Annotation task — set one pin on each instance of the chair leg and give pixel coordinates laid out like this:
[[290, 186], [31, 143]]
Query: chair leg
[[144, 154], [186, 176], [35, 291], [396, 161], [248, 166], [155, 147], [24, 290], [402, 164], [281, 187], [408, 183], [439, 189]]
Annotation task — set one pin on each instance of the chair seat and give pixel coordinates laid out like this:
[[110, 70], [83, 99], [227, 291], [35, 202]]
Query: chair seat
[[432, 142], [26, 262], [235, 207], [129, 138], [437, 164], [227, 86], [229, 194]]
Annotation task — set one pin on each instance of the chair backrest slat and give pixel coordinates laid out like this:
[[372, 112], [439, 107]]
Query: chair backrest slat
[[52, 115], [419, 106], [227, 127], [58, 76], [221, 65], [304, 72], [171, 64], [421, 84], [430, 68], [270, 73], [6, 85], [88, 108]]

| WRITTEN PROBLEM |
Print, unchanged, the portion of the material that opens with the line containing "the chair backrest" and closes with the final line of the material.

| OUTPUT OF THE EXERCISE |
Annotation task — set one pin on each instance of the chair backrest slat and give pixel coordinates laid out like this:
[[372, 112], [439, 107]]
Query: chair backrest slat
[[52, 115], [419, 106], [227, 127], [58, 76], [221, 65], [304, 72], [171, 64], [421, 84], [430, 68], [270, 73], [6, 85], [88, 108]]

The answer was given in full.